## begin SELECTED PASSAGE

By Mickey Friedman
April 26, 2018
I’ve been privileged to have been amongst those who believed. Who when they sang “Ain’t Gonna Let Nobody Turn Me ‘Round” were marching and sitting for their lives. Who met teargas and billy clubs and horses with determined song.
If you’ve experienced those moments, you will know what many adults don’t. You will feel in your bones that these young people who marched for their lives around the country, those who marched around the world in solidarity, well they ain’t gonna let nobody turn them around.
I had my weekly Saturday demonstration to support those who we’ve sent to fight the unending war, then sat transfixed before MSNBC and watched with admiration as one young woman and man after another spoke with such extraordinary poise and undeniable passion about what had happened to them, their friends, family and community at Marjorie Stoneman Douglas and how they have been so profoundly changed.
Maybe it’s taken fifty-five years to see in flesh and blood Martin Luther King’s dream: black and white and brown, non-violent, determined, emboldened with “the fierce urgency of NOW,” to reject the business as usual of gun violence, of death at the hands of the unhealthy, those who so easily arm themselves then kill so many so easily.
These young people didn’t talk about what to do about racism, or the oh so common double standard about gun violence: our focus on white victims and our amnesia about those of color whose lives are every day shattered by bullets. They just stood before us black and white and brown, gay and straight, rich and poor, testifying together about the tragedies that bound them together. They are the world Martin imagined for us as we stood in the sun that day in 1963 in Washington DC so long ago.
The stupid bullies amongst us, the Laura Ingrahams, those emboldened by the blood-stained dollars of the arms-makers have and will continue to try to minimize these young people, to question their motivation. But they can’t appreciate the inspiration that comes from knowing deep in your heart, deep in your bones that enough is enough. It may seem like a slogan to some, but it is a truth to those who gave us the March For Our Lives.

## end SELECTED PASSAGE
## begin MATERIAL PROVIDED

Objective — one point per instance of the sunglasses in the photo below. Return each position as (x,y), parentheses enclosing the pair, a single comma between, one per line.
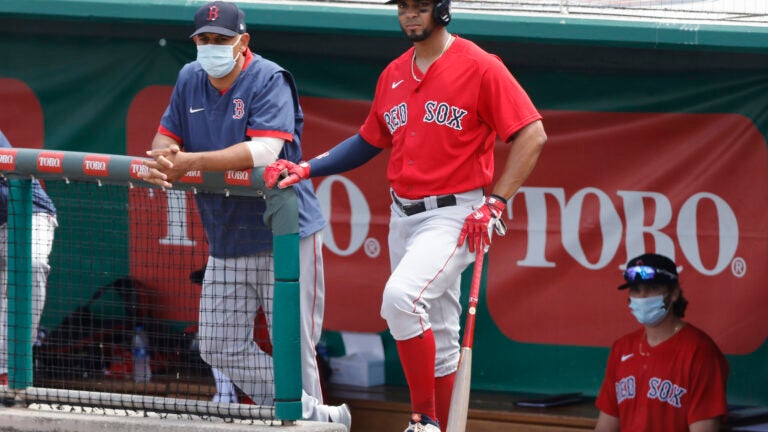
(646,273)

## end MATERIAL PROVIDED

**PROBLEM DETAILS**:
In the essay on the March For Our Lives, change "teargas" to "tear gas" in the passage starting with "By Mickey Friedman" and going on through "turn them around.". None of the lines are needed for this work.

**TASK OUTPUT**:
By Mickey Friedman
April 26, 2018
I’ve been privileged to have been amongst those who believed. Who when they sang “Ain’t Gonna Let Nobody Turn Me ‘Round” were marching and sitting for their lives. Who met tear gas and billy clubs and horses with determined song.
If you’ve experienced those moments, you will know what many adults don’t. You will feel in your bones that these young people who marched for their lives around the country, those who marched around the world in solidarity, well they ain’t gonna let nobody turn them around.